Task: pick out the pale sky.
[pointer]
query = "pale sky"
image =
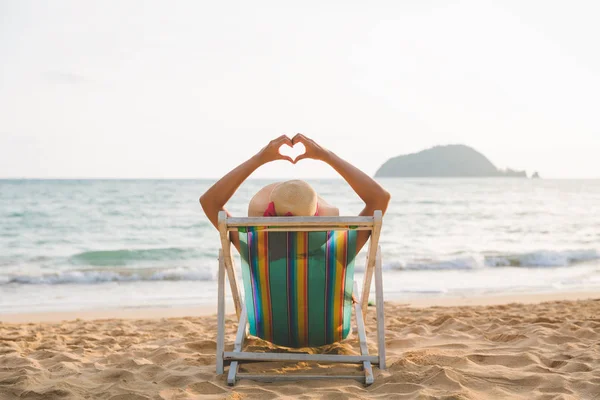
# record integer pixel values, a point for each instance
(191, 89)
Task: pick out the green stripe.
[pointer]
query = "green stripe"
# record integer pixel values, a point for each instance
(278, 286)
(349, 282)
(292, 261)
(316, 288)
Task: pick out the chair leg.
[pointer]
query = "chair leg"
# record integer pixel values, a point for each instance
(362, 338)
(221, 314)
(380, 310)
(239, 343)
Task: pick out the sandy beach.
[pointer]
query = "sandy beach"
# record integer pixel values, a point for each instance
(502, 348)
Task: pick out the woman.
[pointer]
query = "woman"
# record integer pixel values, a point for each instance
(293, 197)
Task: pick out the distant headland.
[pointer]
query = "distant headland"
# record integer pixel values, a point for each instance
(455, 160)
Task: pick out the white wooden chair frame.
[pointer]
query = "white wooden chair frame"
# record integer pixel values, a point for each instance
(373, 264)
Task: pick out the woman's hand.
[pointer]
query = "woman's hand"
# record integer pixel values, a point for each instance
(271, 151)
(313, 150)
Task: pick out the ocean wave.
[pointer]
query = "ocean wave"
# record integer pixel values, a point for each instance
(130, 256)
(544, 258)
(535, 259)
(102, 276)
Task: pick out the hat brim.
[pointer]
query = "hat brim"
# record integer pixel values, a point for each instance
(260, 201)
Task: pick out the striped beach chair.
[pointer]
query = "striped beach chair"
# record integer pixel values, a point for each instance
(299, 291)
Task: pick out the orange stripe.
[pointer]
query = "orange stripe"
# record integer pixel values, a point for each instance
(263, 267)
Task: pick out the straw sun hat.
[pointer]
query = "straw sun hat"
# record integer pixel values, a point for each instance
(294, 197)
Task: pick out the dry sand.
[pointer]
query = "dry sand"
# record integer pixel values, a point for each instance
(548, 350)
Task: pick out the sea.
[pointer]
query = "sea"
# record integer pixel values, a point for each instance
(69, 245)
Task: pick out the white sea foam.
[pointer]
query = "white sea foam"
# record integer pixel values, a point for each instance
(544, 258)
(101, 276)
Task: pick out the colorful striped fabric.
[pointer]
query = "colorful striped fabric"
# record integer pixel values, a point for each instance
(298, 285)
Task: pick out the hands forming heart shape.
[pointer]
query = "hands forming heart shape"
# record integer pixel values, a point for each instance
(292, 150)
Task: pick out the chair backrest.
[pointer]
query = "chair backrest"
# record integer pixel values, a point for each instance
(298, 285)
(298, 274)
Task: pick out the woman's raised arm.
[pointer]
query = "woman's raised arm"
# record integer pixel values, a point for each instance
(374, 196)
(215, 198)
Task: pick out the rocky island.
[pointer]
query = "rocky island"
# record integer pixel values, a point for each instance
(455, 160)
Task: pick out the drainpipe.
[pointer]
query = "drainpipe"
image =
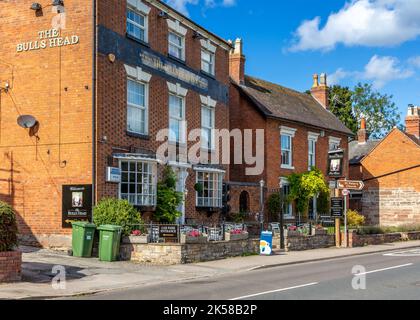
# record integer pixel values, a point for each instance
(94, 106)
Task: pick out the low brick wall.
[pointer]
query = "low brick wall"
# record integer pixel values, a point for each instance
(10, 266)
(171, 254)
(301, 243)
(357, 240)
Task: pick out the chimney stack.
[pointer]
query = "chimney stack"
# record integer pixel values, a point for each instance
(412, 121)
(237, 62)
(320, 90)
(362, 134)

########

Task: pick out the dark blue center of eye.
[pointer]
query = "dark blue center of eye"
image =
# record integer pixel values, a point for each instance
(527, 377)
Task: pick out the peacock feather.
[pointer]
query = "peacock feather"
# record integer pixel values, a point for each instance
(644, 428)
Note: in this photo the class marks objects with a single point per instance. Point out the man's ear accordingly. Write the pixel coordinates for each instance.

########

Within the data, how many lines hold the word "center"? State only that number.

SOLVED EXERCISE: 2